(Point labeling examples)
________________
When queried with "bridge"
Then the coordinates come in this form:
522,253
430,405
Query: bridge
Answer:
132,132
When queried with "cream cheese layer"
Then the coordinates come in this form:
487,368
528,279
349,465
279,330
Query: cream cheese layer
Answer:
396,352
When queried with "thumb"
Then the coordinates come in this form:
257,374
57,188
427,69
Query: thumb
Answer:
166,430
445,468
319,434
________________
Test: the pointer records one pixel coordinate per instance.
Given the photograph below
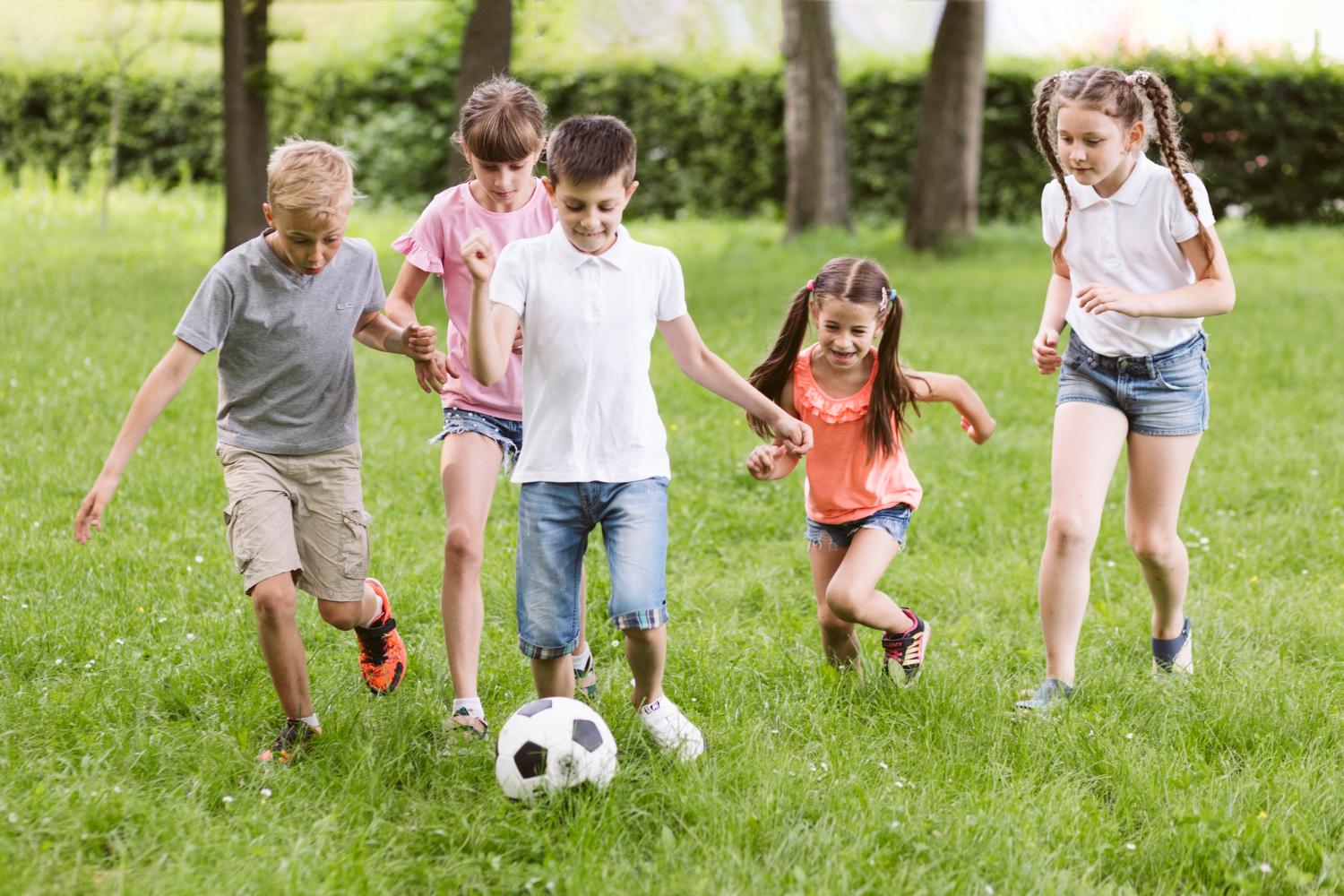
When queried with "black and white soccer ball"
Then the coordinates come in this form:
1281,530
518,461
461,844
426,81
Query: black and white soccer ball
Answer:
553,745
________________
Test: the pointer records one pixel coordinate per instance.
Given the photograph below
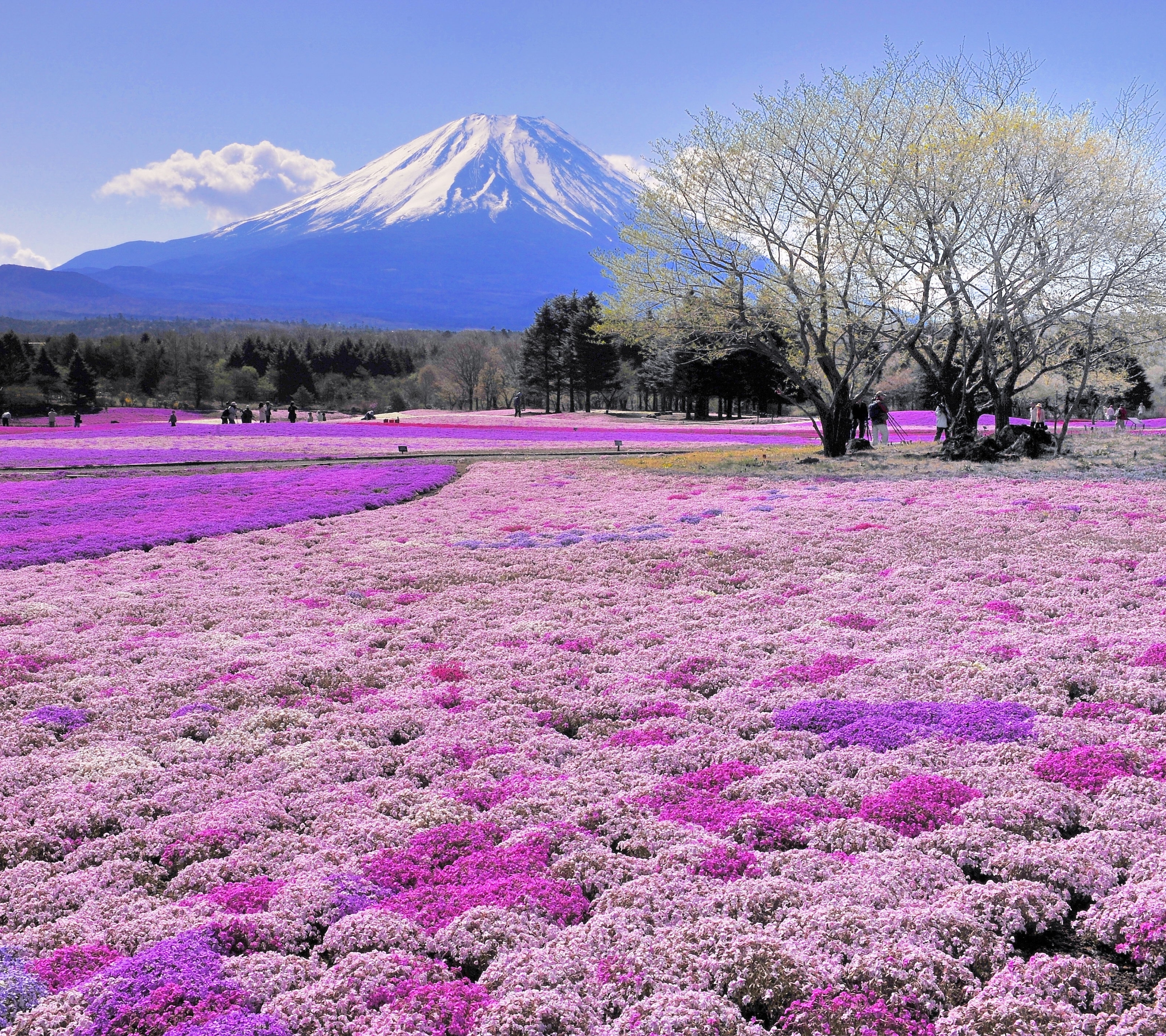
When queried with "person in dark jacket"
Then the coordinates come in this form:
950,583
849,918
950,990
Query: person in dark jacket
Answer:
________________
Task requirements: State how many lines of the listing above contain the string "jacket", matching case exactly. Give only the number.

Response to this exercise: 2